Goal of the exercise — Report how many lines in the rows below contain the string "person". Give only the number.

╭──

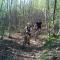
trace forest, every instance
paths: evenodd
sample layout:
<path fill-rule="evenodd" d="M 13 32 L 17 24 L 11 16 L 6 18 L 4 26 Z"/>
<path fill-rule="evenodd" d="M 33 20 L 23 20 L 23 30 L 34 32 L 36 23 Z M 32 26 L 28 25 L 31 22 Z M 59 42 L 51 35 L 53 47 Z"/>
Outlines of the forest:
<path fill-rule="evenodd" d="M 0 60 L 60 60 L 60 0 L 0 0 Z"/>

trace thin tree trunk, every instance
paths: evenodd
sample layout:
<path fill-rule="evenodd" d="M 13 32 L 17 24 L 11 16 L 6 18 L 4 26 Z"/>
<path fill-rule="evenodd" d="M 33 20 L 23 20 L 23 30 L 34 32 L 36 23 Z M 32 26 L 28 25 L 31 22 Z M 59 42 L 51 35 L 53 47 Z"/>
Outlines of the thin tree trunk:
<path fill-rule="evenodd" d="M 54 2 L 53 25 L 54 25 L 54 21 L 55 21 L 55 19 L 56 19 L 56 17 L 55 17 L 56 8 L 57 8 L 57 0 L 55 0 L 55 2 Z M 54 33 L 54 26 L 53 26 L 53 35 L 54 35 L 54 34 L 55 34 L 55 33 Z"/>

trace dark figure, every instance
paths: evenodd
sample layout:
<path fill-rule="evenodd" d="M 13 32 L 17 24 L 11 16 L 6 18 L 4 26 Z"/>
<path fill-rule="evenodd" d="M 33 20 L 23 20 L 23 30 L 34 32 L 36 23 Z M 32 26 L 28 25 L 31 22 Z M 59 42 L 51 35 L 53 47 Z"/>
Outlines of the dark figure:
<path fill-rule="evenodd" d="M 38 38 L 38 35 L 41 33 L 42 22 L 37 21 L 35 24 L 35 40 Z"/>
<path fill-rule="evenodd" d="M 36 22 L 37 30 L 41 29 L 42 22 Z"/>
<path fill-rule="evenodd" d="M 24 44 L 30 45 L 30 37 L 31 37 L 31 26 L 28 23 L 25 27 L 25 34 L 24 34 Z"/>

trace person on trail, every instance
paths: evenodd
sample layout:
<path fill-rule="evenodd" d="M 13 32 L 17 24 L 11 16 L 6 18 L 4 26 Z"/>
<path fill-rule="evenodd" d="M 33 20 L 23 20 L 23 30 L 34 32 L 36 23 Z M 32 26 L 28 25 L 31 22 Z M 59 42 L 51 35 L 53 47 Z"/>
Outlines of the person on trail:
<path fill-rule="evenodd" d="M 42 22 L 37 21 L 35 23 L 35 40 L 38 37 L 38 35 L 40 35 L 40 33 L 41 33 L 41 26 L 42 26 Z"/>
<path fill-rule="evenodd" d="M 31 24 L 27 23 L 27 26 L 25 27 L 25 34 L 24 34 L 25 44 L 30 45 L 30 37 L 31 37 Z"/>

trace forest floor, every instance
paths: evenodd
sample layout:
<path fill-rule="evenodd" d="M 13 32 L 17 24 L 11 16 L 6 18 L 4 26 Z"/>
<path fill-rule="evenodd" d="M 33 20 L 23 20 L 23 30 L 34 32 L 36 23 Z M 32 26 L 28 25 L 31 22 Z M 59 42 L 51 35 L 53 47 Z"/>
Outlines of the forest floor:
<path fill-rule="evenodd" d="M 4 55 L 4 51 L 11 52 L 16 60 L 37 60 L 43 50 L 43 40 L 47 38 L 45 35 L 40 35 L 39 38 L 41 39 L 37 39 L 36 41 L 34 38 L 31 38 L 30 45 L 24 46 L 24 39 L 20 33 L 16 33 L 12 36 L 13 38 L 4 37 L 3 40 L 0 40 L 0 55 Z M 0 57 L 0 59 L 2 58 Z"/>

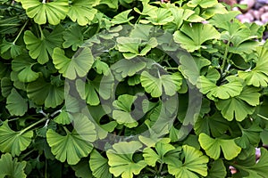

╰──

Solved exercise — 2